======== EXTRACTED ENTRIES ========
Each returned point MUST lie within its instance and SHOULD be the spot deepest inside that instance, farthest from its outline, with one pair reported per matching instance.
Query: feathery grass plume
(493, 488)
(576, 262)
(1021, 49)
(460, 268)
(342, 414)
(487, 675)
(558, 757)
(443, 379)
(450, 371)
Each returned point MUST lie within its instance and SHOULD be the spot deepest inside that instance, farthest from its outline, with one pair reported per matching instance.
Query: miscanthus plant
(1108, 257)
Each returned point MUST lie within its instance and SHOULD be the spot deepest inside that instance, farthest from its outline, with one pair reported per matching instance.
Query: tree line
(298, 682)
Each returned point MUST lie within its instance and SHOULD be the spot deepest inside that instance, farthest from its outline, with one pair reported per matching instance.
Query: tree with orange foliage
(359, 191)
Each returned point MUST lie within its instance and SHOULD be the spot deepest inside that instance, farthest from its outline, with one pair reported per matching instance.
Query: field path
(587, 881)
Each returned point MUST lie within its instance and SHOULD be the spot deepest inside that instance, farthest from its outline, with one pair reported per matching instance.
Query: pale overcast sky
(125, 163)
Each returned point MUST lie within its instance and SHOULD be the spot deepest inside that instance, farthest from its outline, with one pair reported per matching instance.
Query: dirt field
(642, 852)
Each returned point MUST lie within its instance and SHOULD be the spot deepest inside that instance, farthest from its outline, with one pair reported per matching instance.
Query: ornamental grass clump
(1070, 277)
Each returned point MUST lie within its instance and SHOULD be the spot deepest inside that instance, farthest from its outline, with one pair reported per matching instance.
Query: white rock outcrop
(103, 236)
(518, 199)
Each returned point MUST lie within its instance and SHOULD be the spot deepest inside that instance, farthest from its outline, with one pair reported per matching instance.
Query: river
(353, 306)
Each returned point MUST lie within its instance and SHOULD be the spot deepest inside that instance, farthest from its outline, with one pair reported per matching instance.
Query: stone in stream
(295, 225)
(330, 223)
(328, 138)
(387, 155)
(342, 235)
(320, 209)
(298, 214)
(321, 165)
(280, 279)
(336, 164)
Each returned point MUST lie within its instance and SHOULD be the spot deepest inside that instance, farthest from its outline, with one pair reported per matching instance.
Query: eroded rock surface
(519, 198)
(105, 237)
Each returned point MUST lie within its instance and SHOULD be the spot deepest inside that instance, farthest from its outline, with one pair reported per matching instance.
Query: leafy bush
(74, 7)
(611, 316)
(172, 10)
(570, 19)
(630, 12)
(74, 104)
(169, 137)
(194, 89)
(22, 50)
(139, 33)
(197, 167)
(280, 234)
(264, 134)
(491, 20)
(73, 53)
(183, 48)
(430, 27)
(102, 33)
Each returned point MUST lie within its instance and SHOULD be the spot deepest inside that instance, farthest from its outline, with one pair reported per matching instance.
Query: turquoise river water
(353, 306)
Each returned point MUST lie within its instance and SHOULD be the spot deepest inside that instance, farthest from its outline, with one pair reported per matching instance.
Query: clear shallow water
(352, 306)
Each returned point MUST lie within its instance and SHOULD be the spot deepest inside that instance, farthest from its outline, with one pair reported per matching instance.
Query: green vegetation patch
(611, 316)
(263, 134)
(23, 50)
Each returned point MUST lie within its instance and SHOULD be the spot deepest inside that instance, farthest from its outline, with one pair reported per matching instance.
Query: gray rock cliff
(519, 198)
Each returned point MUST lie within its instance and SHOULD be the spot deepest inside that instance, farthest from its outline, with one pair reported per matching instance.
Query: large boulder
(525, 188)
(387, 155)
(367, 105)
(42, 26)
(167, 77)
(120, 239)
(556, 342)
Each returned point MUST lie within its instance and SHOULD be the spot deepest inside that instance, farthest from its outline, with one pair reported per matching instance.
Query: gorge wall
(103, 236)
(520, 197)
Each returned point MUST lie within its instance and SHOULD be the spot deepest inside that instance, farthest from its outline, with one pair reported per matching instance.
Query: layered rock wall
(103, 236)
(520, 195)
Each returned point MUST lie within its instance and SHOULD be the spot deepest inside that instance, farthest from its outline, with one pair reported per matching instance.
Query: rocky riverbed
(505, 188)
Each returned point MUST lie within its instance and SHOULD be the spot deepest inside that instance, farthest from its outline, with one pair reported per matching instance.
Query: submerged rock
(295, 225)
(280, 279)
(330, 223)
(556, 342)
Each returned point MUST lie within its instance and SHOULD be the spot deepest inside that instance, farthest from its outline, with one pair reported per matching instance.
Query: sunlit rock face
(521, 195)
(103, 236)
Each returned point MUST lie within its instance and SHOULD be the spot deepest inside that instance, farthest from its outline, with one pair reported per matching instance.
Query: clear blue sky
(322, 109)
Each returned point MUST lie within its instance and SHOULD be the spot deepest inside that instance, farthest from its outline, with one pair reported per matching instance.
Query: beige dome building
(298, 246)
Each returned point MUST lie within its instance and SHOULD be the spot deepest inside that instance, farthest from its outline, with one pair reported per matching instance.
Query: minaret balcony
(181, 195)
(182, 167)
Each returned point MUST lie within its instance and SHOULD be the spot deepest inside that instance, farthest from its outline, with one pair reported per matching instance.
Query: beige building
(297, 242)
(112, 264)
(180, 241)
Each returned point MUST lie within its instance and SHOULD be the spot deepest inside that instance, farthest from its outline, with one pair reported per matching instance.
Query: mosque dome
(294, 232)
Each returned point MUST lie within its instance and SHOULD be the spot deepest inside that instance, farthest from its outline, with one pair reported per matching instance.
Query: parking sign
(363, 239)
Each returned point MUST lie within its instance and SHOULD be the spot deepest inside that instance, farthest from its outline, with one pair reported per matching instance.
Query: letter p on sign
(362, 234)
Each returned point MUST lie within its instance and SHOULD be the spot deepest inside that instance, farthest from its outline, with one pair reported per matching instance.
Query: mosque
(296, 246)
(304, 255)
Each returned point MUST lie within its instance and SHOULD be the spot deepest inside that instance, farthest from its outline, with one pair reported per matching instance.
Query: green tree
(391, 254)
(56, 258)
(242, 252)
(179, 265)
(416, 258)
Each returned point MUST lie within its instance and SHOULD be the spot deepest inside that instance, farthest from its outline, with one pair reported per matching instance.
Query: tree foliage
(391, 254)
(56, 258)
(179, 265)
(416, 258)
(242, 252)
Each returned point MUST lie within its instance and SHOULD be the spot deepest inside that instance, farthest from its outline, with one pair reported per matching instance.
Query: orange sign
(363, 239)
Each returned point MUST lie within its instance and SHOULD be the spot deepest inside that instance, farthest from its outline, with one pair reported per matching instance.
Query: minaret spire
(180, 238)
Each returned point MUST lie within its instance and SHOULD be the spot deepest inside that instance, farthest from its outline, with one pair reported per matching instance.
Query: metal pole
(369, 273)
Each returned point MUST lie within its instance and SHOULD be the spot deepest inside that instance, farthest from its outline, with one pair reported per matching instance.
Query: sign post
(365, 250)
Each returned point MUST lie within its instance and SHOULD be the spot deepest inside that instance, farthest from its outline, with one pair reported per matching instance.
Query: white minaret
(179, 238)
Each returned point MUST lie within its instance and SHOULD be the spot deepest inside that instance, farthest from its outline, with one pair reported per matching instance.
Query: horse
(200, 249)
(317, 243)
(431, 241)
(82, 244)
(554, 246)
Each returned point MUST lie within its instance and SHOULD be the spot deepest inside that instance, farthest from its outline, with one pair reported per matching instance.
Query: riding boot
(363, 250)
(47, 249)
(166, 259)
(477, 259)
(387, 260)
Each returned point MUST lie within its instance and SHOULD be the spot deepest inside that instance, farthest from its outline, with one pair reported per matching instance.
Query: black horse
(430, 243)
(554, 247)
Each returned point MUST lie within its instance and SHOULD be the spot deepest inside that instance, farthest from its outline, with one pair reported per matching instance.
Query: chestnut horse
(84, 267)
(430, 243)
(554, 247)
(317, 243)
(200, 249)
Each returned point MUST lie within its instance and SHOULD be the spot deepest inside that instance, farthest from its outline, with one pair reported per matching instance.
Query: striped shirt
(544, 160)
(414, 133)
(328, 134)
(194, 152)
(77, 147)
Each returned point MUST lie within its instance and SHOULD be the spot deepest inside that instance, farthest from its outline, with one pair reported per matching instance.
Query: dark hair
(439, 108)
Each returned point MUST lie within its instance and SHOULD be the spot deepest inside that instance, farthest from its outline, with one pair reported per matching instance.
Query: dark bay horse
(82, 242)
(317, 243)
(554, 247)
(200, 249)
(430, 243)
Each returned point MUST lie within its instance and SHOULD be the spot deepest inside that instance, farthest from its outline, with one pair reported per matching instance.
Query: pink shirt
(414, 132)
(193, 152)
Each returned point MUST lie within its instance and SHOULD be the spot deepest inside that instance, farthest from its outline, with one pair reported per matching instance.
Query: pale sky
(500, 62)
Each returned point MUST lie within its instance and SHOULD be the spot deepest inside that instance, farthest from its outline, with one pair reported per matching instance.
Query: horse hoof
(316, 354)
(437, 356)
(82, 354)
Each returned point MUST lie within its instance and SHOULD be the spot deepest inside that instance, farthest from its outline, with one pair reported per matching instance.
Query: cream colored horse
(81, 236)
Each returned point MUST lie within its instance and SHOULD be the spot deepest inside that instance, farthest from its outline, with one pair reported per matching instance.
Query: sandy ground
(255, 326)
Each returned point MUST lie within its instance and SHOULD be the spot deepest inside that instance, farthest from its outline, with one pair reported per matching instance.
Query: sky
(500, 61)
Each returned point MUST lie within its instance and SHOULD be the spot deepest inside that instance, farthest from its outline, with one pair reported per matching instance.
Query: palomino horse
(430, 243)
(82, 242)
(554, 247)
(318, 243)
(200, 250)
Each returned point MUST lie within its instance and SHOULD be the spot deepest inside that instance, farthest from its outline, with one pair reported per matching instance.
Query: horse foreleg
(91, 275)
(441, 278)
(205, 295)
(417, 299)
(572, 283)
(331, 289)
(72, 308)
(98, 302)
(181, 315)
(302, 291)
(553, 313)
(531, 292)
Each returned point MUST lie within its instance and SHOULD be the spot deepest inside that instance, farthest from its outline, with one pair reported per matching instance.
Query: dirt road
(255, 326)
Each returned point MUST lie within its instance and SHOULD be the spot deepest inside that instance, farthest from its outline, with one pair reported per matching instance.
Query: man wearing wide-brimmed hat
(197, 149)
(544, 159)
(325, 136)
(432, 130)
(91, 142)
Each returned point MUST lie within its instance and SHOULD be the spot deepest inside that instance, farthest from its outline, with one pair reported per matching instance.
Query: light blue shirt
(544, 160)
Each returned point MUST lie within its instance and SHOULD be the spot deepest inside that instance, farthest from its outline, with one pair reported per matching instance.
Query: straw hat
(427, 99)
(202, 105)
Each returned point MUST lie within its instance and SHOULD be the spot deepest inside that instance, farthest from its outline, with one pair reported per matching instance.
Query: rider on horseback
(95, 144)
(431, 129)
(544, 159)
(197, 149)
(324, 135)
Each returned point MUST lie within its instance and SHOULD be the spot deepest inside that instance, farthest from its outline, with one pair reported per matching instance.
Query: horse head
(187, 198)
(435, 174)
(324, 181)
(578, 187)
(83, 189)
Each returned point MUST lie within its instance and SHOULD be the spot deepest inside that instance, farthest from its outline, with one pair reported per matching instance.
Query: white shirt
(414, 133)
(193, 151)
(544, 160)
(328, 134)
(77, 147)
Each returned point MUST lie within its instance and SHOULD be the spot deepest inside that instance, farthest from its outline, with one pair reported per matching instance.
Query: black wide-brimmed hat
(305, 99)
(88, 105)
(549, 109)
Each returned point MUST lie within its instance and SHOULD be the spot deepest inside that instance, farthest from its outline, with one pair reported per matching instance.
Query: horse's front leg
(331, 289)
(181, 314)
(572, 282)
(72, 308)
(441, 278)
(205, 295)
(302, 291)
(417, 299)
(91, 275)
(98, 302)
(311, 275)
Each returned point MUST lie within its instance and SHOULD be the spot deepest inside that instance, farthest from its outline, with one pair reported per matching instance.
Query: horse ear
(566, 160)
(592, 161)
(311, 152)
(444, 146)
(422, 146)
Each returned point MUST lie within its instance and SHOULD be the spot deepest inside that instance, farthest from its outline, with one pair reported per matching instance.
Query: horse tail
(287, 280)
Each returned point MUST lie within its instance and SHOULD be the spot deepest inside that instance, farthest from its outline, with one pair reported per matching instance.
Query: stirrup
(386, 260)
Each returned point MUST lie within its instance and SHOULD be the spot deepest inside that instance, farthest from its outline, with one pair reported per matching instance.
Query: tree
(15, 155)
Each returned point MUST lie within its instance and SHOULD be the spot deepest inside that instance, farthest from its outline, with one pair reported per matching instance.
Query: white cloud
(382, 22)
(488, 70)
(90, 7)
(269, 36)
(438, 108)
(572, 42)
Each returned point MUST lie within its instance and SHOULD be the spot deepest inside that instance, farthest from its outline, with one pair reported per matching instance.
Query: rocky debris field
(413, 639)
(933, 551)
========
**WHAT YOU ARE ASKED TO DO**
Find every line in the records that contains the string "green" and copy each such line. Matching is case-sensitive.

**TASK ANSWER**
Query: green vegetation patch
Query: green tree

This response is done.